- **RECORDS FOR THIS TASK**
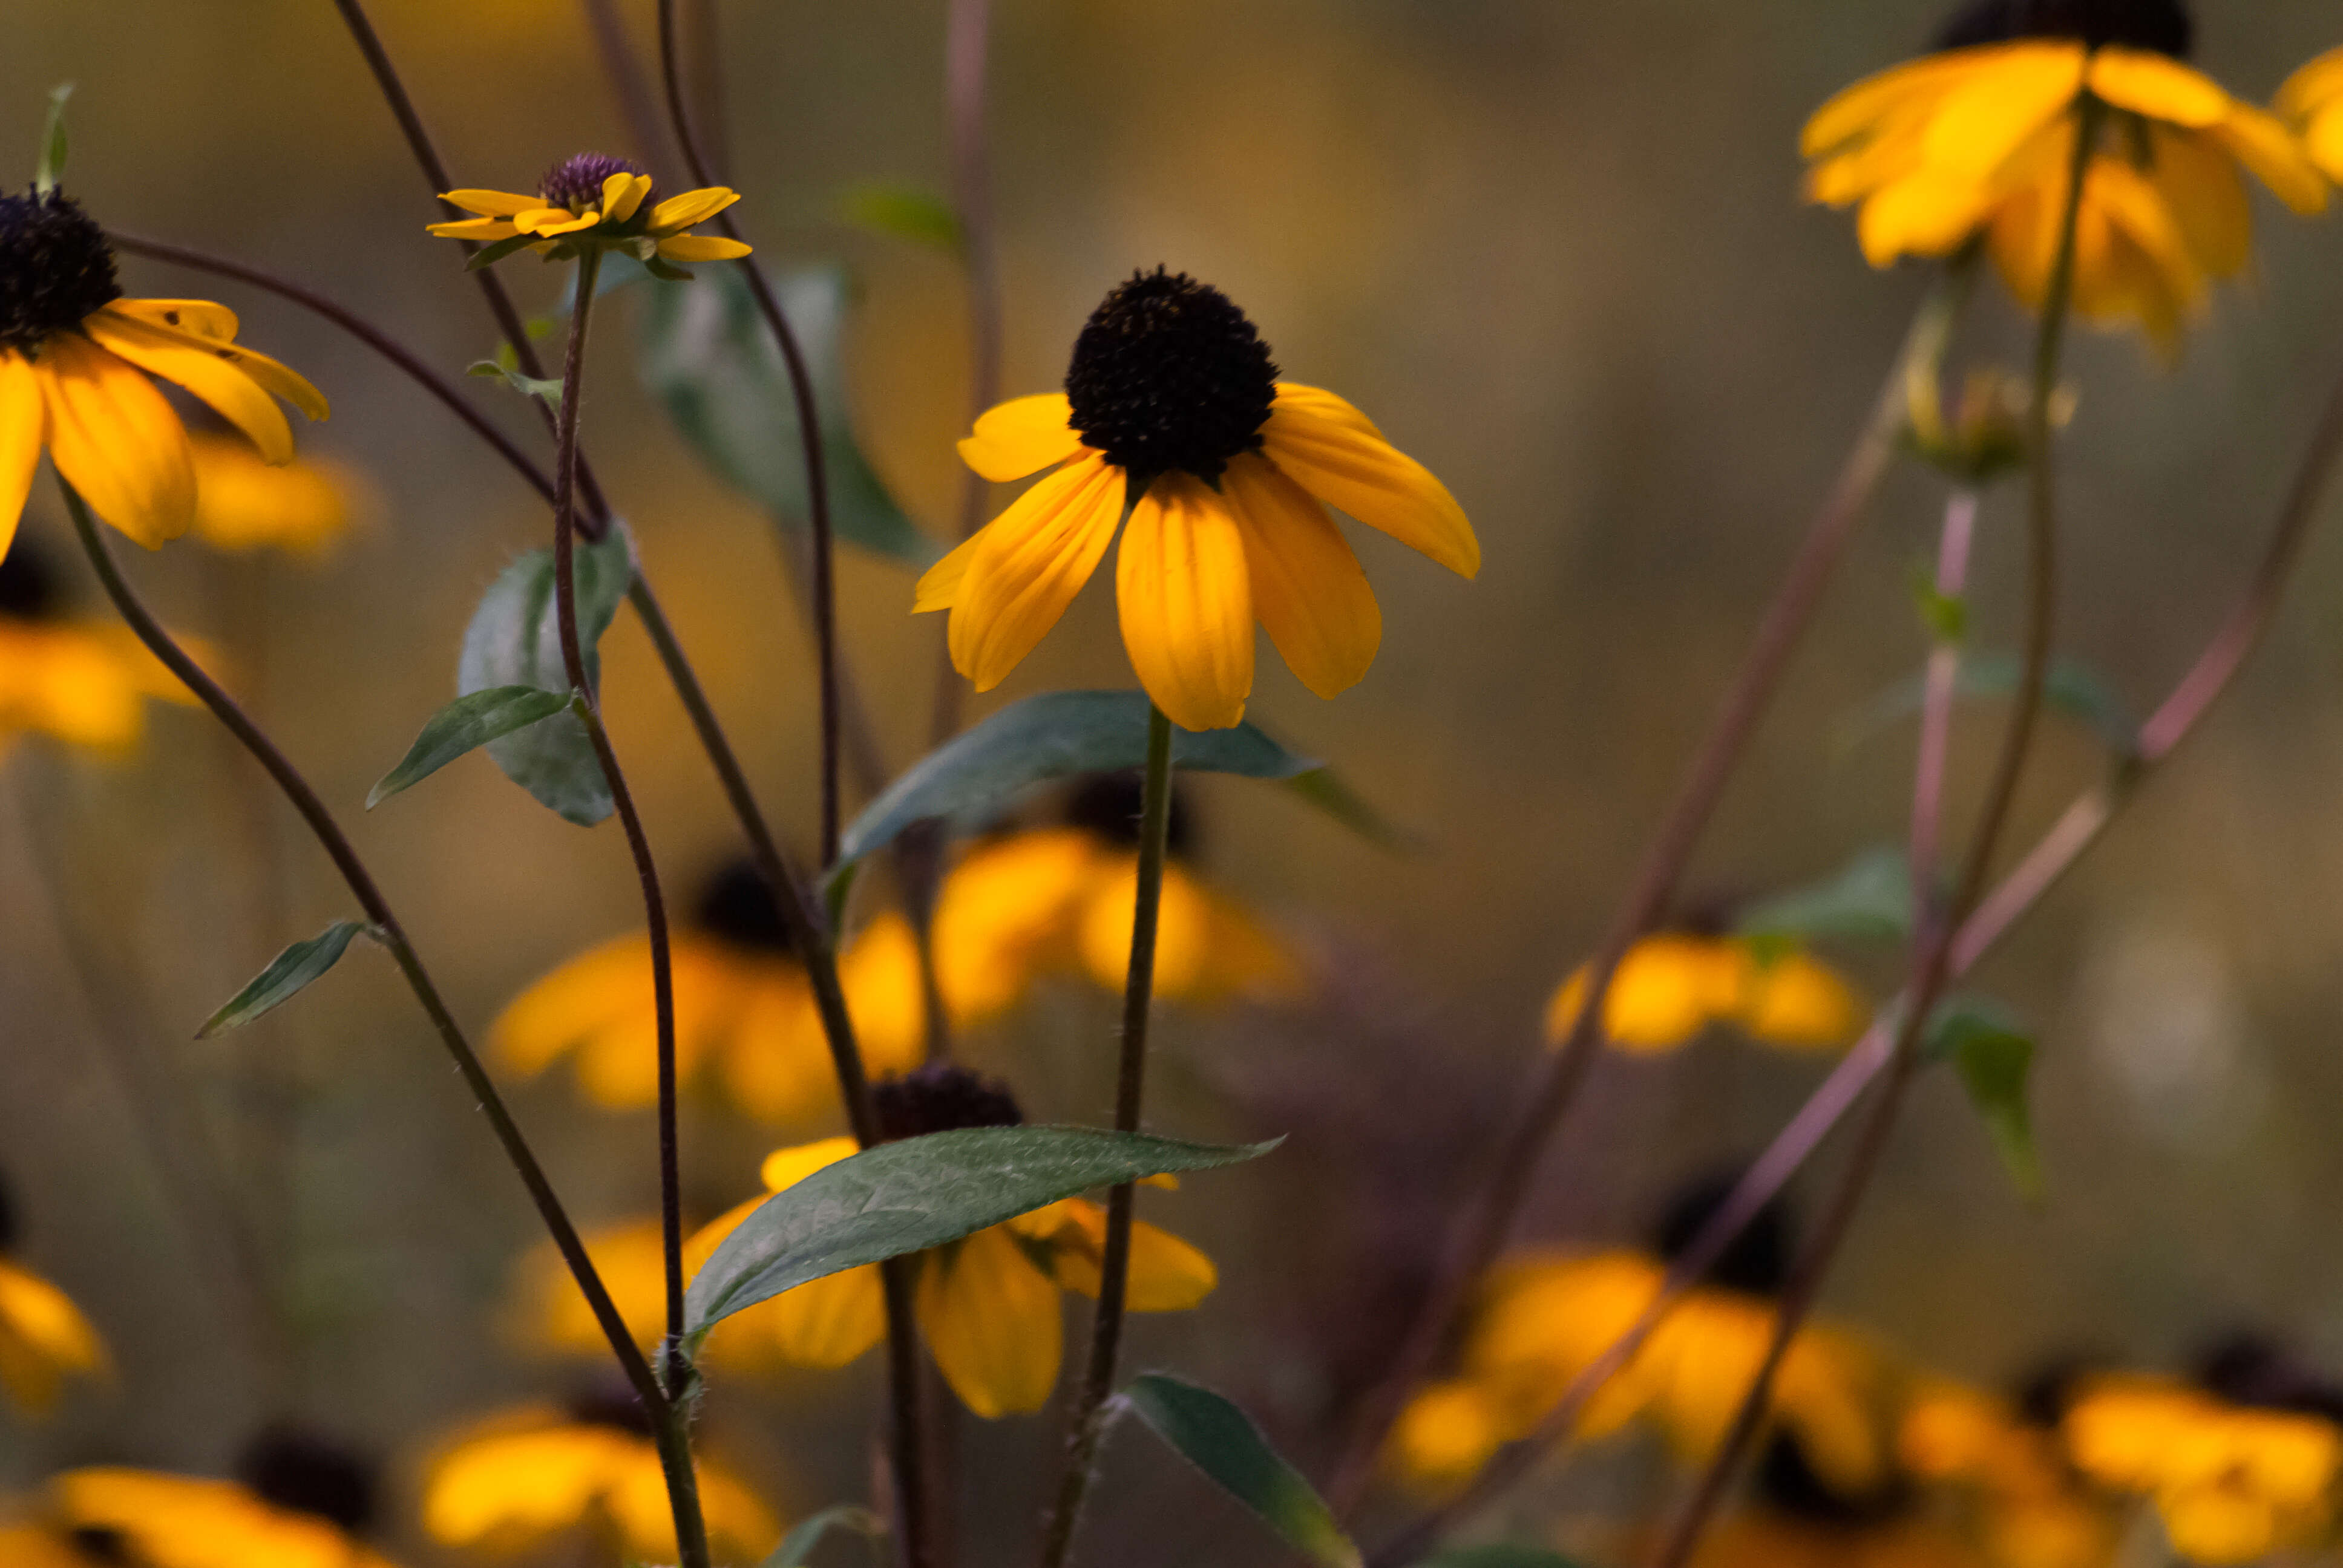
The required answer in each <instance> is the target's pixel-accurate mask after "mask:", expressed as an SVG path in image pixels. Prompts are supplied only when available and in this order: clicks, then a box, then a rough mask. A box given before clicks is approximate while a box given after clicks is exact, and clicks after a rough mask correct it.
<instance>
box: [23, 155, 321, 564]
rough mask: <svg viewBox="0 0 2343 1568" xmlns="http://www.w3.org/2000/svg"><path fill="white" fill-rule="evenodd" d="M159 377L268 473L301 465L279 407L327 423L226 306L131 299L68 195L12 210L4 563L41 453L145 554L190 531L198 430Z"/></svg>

...

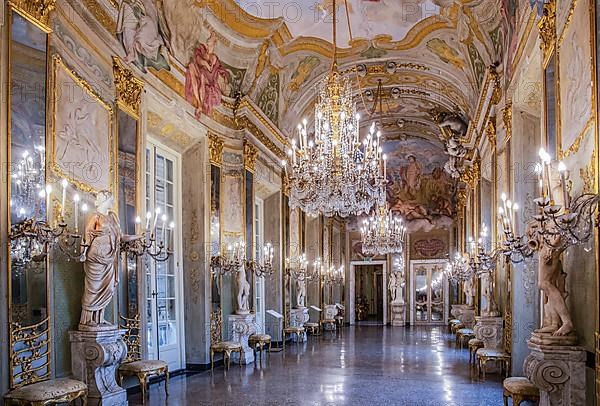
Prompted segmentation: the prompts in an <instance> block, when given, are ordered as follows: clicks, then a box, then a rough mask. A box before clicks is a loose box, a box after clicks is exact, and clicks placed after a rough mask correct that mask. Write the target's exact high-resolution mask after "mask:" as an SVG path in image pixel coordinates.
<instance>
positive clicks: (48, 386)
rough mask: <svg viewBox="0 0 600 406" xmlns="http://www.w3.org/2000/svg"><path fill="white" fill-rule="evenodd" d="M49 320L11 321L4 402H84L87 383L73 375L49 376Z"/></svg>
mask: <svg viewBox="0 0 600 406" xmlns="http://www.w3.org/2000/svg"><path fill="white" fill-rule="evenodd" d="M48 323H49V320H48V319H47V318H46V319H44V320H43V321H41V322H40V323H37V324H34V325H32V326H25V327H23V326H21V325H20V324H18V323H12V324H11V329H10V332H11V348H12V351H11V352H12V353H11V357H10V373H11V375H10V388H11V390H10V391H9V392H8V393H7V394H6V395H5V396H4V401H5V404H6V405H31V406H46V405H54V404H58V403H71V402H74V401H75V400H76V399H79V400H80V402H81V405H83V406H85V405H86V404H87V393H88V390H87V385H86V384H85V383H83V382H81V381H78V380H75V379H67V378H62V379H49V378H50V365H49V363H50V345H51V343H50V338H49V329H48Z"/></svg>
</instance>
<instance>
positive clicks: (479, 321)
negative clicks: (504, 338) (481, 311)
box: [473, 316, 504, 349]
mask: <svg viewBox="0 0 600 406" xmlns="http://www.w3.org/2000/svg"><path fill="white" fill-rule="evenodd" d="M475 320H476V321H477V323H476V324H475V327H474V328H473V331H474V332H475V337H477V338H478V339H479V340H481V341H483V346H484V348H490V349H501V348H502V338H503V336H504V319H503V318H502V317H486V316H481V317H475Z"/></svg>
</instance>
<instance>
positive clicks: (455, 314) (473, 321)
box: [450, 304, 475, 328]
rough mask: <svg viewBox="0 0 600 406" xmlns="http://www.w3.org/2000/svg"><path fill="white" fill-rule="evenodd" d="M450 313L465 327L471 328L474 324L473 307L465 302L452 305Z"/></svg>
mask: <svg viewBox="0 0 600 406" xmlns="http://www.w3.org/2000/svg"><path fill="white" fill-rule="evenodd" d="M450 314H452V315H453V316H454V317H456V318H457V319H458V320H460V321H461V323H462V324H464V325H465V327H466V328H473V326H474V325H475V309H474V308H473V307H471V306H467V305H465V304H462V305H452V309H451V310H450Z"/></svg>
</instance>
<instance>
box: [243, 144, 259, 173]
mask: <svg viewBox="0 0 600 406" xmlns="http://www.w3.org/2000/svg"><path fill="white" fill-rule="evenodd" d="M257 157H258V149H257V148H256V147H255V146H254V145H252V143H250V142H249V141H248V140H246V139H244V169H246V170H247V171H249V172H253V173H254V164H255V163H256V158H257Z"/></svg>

...

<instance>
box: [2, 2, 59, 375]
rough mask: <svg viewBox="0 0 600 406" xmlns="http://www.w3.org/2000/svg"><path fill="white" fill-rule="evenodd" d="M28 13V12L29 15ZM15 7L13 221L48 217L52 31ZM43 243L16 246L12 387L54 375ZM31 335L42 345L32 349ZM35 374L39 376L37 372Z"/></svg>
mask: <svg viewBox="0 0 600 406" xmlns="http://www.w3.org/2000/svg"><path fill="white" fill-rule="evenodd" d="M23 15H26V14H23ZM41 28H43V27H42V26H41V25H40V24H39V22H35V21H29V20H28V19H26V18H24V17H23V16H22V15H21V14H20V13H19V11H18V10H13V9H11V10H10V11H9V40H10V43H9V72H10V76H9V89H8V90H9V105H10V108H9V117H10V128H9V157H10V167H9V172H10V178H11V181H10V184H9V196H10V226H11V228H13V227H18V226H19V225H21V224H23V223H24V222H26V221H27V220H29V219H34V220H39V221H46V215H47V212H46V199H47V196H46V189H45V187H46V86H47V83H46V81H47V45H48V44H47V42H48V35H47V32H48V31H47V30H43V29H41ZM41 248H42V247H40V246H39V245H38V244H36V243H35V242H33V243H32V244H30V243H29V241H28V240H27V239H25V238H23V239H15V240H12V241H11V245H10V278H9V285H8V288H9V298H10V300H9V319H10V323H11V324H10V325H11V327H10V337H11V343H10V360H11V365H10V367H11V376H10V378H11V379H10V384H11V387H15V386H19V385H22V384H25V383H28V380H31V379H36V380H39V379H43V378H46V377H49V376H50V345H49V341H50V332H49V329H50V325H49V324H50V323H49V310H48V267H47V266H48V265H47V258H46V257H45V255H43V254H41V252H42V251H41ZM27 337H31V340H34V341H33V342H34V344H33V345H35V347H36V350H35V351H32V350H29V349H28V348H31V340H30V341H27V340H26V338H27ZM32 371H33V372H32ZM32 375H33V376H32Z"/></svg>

- **WHAT YOU HAVE TO DO**
Find every line in the rows above that contains the string "given", and copy each of those lines in full.

- **SOLVED PROBLEM**
The required answer in each <instance> is the target's pixel-accurate mask after "mask:", expressed as an SVG path in image pixels. Prompts are supplied only when available and in this order: clicks, then a box, then a rough mask. A box given before clicks is approximate while a box given after clicks is exact, and clicks after a rough mask correct it.
Prompted segmentation: the prompts in an <instance> block, when given, are ordered as follows: clicks, then a box, then a rough mask. A box before clicks is a loose box, a box after clicks is exact, and clicks placed after a rough mask correct that mask. Write the target's exact high-resolution mask after "mask:" as an SVG path in image pixel coordinates.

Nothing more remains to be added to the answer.